### [WORK REQUEST]
Your copy should match the entries exactly, with the pictures left out.

### [SOURCE INFORMATION]
------------------------

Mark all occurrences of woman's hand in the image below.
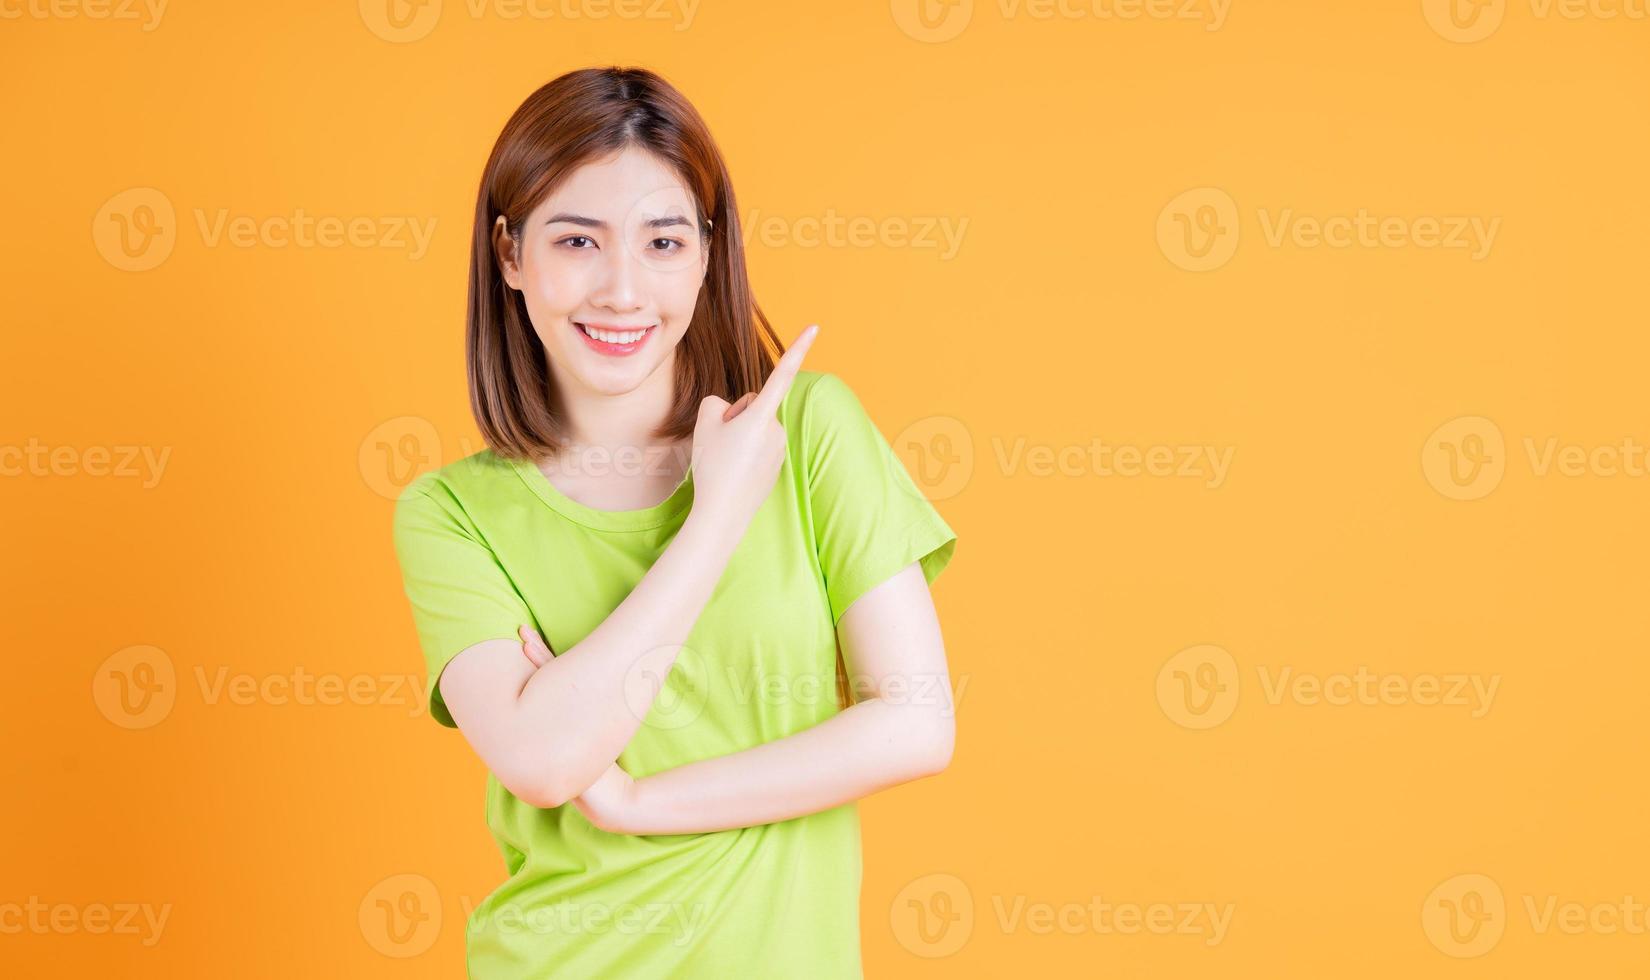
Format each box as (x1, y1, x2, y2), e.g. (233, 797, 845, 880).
(518, 624, 553, 668)
(687, 324, 818, 537)
(517, 624, 640, 832)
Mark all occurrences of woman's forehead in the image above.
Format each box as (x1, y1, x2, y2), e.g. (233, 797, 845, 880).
(540, 148, 696, 221)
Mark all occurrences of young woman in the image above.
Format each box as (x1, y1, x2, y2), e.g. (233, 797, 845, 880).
(392, 66, 959, 978)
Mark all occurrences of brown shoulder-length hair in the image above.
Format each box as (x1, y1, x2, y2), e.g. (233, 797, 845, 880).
(467, 66, 784, 461)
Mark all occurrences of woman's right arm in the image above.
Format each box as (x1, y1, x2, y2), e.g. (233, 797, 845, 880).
(437, 324, 819, 810)
(437, 505, 744, 809)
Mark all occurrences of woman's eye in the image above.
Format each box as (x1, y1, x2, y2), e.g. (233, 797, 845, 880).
(558, 235, 595, 249)
(650, 238, 686, 253)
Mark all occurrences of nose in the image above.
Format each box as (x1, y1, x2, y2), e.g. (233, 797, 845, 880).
(588, 240, 646, 314)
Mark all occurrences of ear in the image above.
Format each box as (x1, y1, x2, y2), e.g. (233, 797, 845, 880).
(493, 214, 522, 291)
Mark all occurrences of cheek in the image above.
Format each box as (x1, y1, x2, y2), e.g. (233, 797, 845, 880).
(520, 256, 586, 315)
(657, 268, 705, 316)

------------------------

### [RESPONSE BELOW]
Mark all occurrences of woman's hand in the image below.
Format each box as (x1, y1, x2, y2), e.g. (233, 797, 845, 880).
(518, 624, 553, 668)
(687, 324, 818, 537)
(517, 624, 640, 832)
Mark all occurrences of woman's forehead in the image above.
Format each box as (x1, y1, x2, y2), e.g. (233, 797, 845, 880).
(540, 148, 696, 221)
Mark all occurrences of young woman in the image above.
Format each box as (x1, y1, x2, y2), e.g. (233, 797, 845, 880).
(392, 66, 959, 978)
Mark all occurrences of brown shoulder-length hair in the image above.
Format each box as (x1, y1, x2, y2), e.g. (233, 797, 845, 880).
(467, 66, 784, 461)
Mark all occurrences of woman's right arm in the image above.
Format each box as (x1, y1, x2, y2), e.g. (233, 797, 845, 880).
(437, 324, 819, 810)
(437, 505, 744, 809)
Mark all occurrences of woman's eye in the image above.
Format each box as (x1, y1, x2, y2), e.g. (233, 797, 845, 880).
(558, 235, 595, 249)
(650, 238, 686, 253)
Mark all occurrences of nose in the image above.
Format each box as (x1, y1, x2, y2), e.g. (233, 797, 845, 880).
(588, 240, 646, 314)
Mark all occurrences of ear in the image above.
Format each box as (x1, y1, x2, y2), e.g. (233, 797, 845, 880).
(493, 214, 522, 291)
Mark all occurrences of cheek in the image above.
Format each box as (x1, y1, x2, y2), e.g. (233, 797, 845, 880).
(520, 256, 586, 315)
(657, 268, 705, 316)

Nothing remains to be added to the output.